## Work to be completed
Please reproduce the material below, substituting "Object" for every "Target" and leaving everything else unchanged.

## Records supplied
★ ★ ★ ★ ★

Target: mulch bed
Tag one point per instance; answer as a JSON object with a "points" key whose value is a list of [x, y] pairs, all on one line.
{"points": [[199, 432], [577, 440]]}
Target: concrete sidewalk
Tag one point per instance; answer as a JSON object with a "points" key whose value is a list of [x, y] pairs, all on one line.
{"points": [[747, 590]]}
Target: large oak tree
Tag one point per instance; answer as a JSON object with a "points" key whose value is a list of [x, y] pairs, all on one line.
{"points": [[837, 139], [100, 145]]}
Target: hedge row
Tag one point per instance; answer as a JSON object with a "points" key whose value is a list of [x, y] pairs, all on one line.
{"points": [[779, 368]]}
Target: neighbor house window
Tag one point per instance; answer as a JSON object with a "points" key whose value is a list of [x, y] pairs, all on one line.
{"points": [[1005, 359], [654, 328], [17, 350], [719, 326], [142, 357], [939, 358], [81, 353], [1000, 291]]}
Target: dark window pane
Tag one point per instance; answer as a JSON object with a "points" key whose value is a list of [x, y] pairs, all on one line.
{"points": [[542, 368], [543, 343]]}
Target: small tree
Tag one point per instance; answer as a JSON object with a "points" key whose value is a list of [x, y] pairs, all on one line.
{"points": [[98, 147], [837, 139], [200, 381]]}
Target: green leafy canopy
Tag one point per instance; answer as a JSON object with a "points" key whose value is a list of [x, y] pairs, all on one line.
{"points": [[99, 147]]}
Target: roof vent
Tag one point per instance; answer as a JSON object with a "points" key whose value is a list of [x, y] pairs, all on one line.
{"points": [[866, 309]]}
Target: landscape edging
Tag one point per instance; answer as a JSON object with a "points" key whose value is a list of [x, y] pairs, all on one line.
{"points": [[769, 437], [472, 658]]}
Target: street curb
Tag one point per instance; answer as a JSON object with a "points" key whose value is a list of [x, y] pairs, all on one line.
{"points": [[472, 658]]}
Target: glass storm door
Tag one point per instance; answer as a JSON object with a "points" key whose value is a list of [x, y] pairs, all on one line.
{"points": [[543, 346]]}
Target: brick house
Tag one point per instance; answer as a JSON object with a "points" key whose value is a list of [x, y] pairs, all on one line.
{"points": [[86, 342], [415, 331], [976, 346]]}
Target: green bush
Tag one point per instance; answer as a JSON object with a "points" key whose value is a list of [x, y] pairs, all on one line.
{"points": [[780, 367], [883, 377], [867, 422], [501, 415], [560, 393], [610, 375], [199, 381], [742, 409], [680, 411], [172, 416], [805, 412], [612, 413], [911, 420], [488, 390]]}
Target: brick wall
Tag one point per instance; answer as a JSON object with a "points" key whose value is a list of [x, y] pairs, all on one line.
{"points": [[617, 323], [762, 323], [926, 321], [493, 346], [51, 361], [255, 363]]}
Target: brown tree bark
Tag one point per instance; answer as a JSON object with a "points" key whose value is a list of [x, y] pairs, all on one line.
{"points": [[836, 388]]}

★ ★ ★ ★ ★

## Finished answer
Object: mulch bed
Tag one point per instance; answer as a JSON object with a "points" key whose value is a list of [x, y] pairs, all on one line.
{"points": [[199, 432], [577, 440]]}
Object: concrete sidewalk
Tag one point per instance; answer as a JSON object with a "points" key whose value is a list of [x, y] pairs, all on one line.
{"points": [[747, 590]]}
Object: large oak tree
Tag one point per instance; answer as a JSON object with a "points" key whose value is a list of [x, y] pairs, all on one line.
{"points": [[837, 139], [100, 145]]}
Object: hedge row
Tag one point per instance; answer as a JSON object with a "points" key whose value is a list of [x, y] pairs, all on one line.
{"points": [[779, 368]]}
Object: neighbor house window
Tag one point per instance; answer as a JSON object with a "points" key whose value is a list of [x, y] pairs, all on one line.
{"points": [[1005, 359], [654, 328], [17, 350], [719, 326], [142, 357], [939, 358], [81, 353], [1000, 291]]}
Object: dark window pane
Tag one point per instance; answer as a JSON object with a "points" key whose value is a list of [x, y] pairs, all on one line.
{"points": [[542, 368], [543, 343]]}
Object: small tree
Tag one point per instance; answer as a JSON object with a "points" key whose value is a list of [x, y] pairs, all on one line.
{"points": [[98, 147], [837, 139], [200, 381]]}
Object: green leafy canopy
Tag one point per instance; answer as a JSON object with a "points" key whose value is a list of [x, y] pairs, all on one line.
{"points": [[99, 147]]}
Object: roof vent
Tag one point per instance; answer as a JSON object with a "points" key whose value is a list of [x, y] pairs, all on one line.
{"points": [[866, 309]]}
Object: landscape edging
Tag one point per instance; answer as a JSON object with a "points" key whose value is a list of [x, y] pairs, all on one line.
{"points": [[769, 437], [472, 658]]}
Object: street curb
Tag one point per instance; answer as a JSON object with a "points" key whose value is a list of [x, y] pairs, all on one line.
{"points": [[472, 658]]}
Object: glass storm door
Tag one point per instance; answer as a JSON object with a "points" key whose value is a list of [x, y] pairs, all on one line.
{"points": [[543, 346]]}
Object: brick house
Tag one point per instance; answer as a JSON object with a "points" key whose value is a list of [x, y] pairs, all on one line.
{"points": [[86, 342], [415, 331], [976, 346]]}
Object: green bush
Tag one point per instance; answer as a JSON object with a "points" key whose value is a list of [x, y] pairs, all on one line.
{"points": [[780, 367], [883, 377], [867, 422], [501, 415], [560, 393], [610, 375], [199, 381], [742, 409], [680, 411], [172, 416], [805, 412], [612, 413], [911, 420], [488, 390]]}
Object: brick wall
Tag one point per instance; answer as a JSON object with a "points" key whose value is a list of [x, y] pairs, all on one line.
{"points": [[617, 323], [762, 323], [926, 321], [493, 346], [51, 361], [255, 363]]}
Object: brown tree bark
Tag one point per instance; answer as a JSON object with a "points" key whose value is a list of [x, y] pairs, all on one line.
{"points": [[836, 388]]}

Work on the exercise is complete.